S’il lui consacre son dernier chapitre, Alexandre Courban retient peu dans son étude la mémoire de Gabriel Péri dans la composition de la biographie. Le fil d’une vie se déroule là, à plat, en 6 chapitres, nous menant de Marseille jusqu’au Mont Valérien. Une vie militante, une vie en communisme qui permet de suivre une trajectoire brisée par la guerre. Tôt secrétaire des Jeunesses communistes de Marseille, il en est rapidement l’un des dirigeant nationaux avant de devenir délégué régional du PC, puis journaliste à L’Humanité (1924-1929).  « À sa façon, Gabriel Péri est l’un des acteurs de la profonde mutation du parti communiste, réorganisé sur le modèle du Parti communiste bolchevik » (p. 49), ces années-là. À sa façon ? Le chapitre qui suit, « les tribulations d’un communiste », dit implicitement, sinon un écart, du moins une forme de disgrâce pour Péri, avant que le Front populaire ne le consacre député. Si la ligne antifasciste lui convient, en revanche, après le pacte Molotov-Ribbentrop, à lire Alexandre Courban entre les lignes, l’on sent Gabriel Péri peu convaincu de la nouvelle tournure de la ligne communiste. Son arrestation, puis son exécution, ouvrent bientôt la voie à la célébration d’une icône.

ENREGISTREMENTS FOURNIS:
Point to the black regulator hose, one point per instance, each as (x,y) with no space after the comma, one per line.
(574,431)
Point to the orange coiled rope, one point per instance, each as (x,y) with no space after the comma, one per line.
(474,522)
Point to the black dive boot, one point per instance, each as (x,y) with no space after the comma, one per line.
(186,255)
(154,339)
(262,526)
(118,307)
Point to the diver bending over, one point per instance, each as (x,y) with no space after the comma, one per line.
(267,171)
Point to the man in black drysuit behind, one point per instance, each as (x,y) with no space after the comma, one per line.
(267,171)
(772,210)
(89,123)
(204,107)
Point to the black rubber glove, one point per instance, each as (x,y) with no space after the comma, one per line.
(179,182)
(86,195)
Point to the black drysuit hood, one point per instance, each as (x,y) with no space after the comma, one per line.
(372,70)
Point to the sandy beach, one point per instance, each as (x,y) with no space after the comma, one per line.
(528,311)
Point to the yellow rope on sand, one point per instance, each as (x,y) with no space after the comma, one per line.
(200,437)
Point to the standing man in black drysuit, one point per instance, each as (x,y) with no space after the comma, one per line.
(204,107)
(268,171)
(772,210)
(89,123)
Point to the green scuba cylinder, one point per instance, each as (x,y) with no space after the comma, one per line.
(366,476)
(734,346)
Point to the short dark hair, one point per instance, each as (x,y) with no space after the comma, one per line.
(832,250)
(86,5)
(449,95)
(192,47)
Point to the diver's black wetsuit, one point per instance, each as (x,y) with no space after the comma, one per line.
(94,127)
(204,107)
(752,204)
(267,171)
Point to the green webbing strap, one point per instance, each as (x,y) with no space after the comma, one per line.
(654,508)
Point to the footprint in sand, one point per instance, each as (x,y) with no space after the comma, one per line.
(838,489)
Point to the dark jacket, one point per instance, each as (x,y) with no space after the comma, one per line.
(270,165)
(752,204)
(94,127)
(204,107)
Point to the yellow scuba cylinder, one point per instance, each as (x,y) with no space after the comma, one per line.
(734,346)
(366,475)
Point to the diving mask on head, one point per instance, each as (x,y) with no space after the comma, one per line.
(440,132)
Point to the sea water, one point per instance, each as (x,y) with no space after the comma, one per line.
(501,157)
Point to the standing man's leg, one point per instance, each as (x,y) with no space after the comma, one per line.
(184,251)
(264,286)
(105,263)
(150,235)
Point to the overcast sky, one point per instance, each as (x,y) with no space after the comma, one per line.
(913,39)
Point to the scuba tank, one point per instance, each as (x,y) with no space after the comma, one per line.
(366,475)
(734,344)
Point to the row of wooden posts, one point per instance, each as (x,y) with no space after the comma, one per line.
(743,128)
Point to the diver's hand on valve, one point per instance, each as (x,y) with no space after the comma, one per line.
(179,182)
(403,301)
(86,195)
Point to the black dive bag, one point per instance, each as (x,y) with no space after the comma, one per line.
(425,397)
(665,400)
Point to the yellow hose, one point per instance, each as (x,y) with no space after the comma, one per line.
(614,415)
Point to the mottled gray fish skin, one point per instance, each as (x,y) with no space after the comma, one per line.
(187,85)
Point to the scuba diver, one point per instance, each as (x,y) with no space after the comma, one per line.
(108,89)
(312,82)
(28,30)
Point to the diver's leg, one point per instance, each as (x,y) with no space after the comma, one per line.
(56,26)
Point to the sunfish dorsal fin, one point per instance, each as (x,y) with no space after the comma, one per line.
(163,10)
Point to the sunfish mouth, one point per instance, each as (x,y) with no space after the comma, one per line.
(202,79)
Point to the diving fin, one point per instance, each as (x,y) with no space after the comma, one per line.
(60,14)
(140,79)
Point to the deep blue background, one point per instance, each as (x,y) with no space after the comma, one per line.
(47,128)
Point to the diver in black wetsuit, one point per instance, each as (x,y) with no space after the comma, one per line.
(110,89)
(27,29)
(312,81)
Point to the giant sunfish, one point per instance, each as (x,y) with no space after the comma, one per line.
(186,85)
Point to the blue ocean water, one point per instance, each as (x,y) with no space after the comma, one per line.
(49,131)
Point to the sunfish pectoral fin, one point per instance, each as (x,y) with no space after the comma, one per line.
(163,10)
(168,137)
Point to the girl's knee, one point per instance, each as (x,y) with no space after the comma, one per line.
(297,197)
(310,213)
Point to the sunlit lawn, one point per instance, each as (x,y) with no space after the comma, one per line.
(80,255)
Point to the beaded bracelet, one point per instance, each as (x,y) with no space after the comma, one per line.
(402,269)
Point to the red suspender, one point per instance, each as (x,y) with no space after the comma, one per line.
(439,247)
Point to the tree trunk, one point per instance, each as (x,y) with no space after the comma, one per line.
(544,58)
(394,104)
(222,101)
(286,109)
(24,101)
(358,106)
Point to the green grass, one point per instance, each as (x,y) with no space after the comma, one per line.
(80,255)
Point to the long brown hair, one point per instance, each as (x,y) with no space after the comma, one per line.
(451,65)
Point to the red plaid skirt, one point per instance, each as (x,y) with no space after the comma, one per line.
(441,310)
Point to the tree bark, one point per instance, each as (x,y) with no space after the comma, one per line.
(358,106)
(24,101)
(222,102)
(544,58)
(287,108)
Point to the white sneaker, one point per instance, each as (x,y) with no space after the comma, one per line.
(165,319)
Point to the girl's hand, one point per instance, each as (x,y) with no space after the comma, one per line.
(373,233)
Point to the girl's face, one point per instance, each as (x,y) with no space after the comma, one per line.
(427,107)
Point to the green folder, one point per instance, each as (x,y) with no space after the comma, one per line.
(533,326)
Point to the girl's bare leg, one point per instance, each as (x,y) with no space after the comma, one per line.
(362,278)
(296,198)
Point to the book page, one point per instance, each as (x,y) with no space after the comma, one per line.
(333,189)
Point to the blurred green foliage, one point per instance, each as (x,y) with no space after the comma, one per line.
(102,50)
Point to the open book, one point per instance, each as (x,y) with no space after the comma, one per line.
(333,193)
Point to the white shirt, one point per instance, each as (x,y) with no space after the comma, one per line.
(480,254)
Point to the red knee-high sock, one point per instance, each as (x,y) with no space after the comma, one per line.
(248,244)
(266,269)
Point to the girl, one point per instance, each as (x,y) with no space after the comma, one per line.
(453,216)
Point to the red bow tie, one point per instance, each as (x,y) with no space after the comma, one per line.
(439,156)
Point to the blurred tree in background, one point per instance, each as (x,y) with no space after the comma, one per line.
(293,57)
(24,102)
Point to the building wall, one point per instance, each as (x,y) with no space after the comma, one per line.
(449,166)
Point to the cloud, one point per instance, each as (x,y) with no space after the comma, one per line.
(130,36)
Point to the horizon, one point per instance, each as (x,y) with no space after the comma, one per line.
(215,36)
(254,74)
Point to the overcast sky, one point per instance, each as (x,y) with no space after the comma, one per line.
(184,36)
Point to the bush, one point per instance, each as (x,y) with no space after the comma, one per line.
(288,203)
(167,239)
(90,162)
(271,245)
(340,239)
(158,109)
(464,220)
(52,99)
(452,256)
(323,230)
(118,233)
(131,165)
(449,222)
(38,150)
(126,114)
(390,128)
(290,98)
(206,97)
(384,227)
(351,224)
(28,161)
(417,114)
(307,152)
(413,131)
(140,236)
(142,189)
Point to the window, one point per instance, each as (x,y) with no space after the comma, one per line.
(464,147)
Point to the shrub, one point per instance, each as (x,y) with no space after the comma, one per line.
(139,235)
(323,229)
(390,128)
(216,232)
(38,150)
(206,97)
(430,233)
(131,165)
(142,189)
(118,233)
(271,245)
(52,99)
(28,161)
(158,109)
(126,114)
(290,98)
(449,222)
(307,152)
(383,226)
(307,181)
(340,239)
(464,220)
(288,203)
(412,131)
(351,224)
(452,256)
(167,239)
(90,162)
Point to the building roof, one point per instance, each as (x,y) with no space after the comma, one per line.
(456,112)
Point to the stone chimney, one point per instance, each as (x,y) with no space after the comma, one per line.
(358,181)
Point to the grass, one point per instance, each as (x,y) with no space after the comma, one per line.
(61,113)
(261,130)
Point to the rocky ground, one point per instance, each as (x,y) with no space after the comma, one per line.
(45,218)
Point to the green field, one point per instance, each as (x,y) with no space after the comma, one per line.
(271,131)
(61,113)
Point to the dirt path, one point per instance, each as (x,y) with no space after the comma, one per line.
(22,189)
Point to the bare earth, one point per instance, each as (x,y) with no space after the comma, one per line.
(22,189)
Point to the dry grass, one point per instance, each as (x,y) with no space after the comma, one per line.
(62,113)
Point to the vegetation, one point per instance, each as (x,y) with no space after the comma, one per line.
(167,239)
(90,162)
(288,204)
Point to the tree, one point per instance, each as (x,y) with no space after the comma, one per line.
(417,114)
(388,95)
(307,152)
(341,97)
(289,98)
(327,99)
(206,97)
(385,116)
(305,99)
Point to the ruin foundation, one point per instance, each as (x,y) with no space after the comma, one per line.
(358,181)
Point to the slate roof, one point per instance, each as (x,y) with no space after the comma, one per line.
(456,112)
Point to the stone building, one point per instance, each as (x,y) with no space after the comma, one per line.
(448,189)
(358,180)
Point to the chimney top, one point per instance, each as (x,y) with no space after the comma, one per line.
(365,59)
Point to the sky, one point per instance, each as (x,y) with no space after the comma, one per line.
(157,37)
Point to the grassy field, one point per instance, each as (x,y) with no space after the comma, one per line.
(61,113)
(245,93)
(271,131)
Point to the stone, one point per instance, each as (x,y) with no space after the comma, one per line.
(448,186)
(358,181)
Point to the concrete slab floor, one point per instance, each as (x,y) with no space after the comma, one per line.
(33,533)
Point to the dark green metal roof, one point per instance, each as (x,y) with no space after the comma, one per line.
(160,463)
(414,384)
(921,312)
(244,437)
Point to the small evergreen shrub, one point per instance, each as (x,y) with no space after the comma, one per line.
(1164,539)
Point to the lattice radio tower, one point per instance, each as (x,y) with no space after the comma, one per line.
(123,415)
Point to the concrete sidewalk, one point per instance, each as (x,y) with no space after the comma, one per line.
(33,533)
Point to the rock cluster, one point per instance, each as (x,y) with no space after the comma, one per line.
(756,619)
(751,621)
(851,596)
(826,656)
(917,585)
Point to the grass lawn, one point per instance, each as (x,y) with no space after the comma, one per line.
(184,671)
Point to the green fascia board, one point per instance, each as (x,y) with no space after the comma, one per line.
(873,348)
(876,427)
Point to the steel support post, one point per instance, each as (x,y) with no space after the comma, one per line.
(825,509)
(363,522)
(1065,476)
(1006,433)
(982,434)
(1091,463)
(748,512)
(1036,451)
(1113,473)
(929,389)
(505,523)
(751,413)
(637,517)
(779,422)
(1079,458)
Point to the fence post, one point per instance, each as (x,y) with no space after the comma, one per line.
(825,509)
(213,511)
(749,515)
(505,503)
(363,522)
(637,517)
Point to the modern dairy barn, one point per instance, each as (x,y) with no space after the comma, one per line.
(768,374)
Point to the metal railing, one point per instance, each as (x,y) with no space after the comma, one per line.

CONSIGNE 1:
Renvoyez toutes les lignes des enregistrements qui contiennent le mot « background ».
CONSIGNE 2:
Reprenez l'extrait consacré à la biographie de Gabriel Péri et poursuivez-le à partir de sa dernière phrase.

RÉPONSE FINALE 1:
Point to the deep blue background, one point per instance, each as (x,y) with no space after the comma, one per line.
Point to the blurred tree in background, one point per instance, each as (x,y) with no space after the comma, one per line.

RÉPONSE FINALE 2:
Le lecteur reste pourtant souvent sur sa faim. Refusant une mise en écriture construite par la mémoire de Péri et les représentations qu’elle implique, un choix assumé par exemple par Stéphane Sirot pour sa biographie de Maurice Thorez en 2000 (Presses de Sciences Po), l’auteur choisit un cadre biographique trop étroitement borduré où s’aperçoit le militant, peu l’homme. Trop souvent les explications sont elliptiques. Ainsi de ses rapports compliqués avec André Marty, son beau-frère : l’hypothèse d’une brouille liée à leurs épouses, et le côté séducteur de Péri, ne sauraient à eux seuls expliquer une mésentente qui semble aussi de nature politique. Le Péri d’Alexandre Courban manque là d’une épaisseur contextuelle qui ne serait pas seulement celle donnée par la confrontation de l’auteur à l’historiographie du communisme, mais aussi celle d’une histoire sociale et politique approfondie (ainsi de Marseille au sortir de la Grande Guerre) ou d’une histoire culturelle du politique plus affirmée dans l’examen de son rôle à L’Humanité : militant et journaliste, journaliste militant ?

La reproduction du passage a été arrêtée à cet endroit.